### Document section
'''
The New York Times' Joe Sharkey on the No-Brains, uh, No-Fly list snafus, and how the suspected terrorists keep getting younger and younger. Like, just-out-of-diapers younger:

YOU may be surprised at the number of people who are routinely taken aside at airport security and given the third degree because, it seems, they share a name that is the same as or similar to one of tens of thousands of people who are on official watch lists and no-fly lists.

David Nelson, the elder son of Ozzie and Harriet in the 1950's-vintage television show, was one. Last month, a little boy traveling with his mother was flagged in Houston and allowed to board the plane only after a sensible official appraised the situation and said, essentially, "Come on, the kid's 4."

Last week, Senator Ted Stevens of Alaska complained that his wife, Catherine Stevens, has been questioned at checkpoints because her name in its diminutive matches that of the singer formerly known as Cat Stevens. Now known as Yusuf Islam, he has been barred from entering the United States because of activities that the Department of Homeland Security said could be linked to terrorism.

"How do people get off these lists?" Senator Stevens asked Kip Hawley, who heads the Transportation Security Administration. Mr. Hawley was testifying before the Senate Commerce Committee, which Senator Stevens heads.

The hearing looked at two agency initiatives in air travel security: Secure Flight and Registered Traveler. The first, Secure Flight, is a government program to consolidate the various watch lists and no-fly lists. The goal is to make them smarter and more secure and to provide a more efficient way for people who do not belong on the lists to get off them.
'''
### Data
'''
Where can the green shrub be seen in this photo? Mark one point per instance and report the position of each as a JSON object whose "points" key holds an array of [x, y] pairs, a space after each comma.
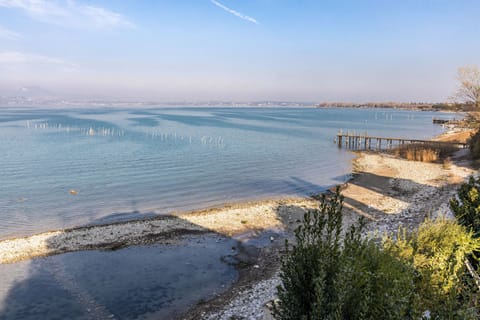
'''
### Requirements
[1] Quote the no-fly list article from "David Nelson, the" up to and including "linked to terrorism.".
[2] In the no-fly list article, which Senate committee does Senator Ted Stevens head?
[3] According to the no-fly list article, why has Catherine Stevens been questioned at airport checkpoints?

### Outputs by task
[1]
David Nelson, the elder son of Ozzie and Harriet in the 1950's-vintage television show, was one. Last month, a little boy traveling with his mother was flagged in Houston and allowed to board the plane only after a sensible official appraised the situation and said, essentially, "Come on, the kid's 4."

Last week, Senator Ted Stevens of Alaska complained that his wife, Catherine Stevens, has been questioned at checkpoints because her name in its diminutive matches that of the singer formerly known as Cat Stevens. Now known as Yusuf Islam, he has been barred from entering the United States because of activities that the Department of Homeland Security said could be linked to terrorism.

[2] The Senate Commerce Committee.

[3] The short form of her name matches that of the singer formerly known as Cat Stevens. He is now known as Yusuf Islam and has been barred from entering the United States because of activities that the Department of Homeland Security said could be linked to terrorism.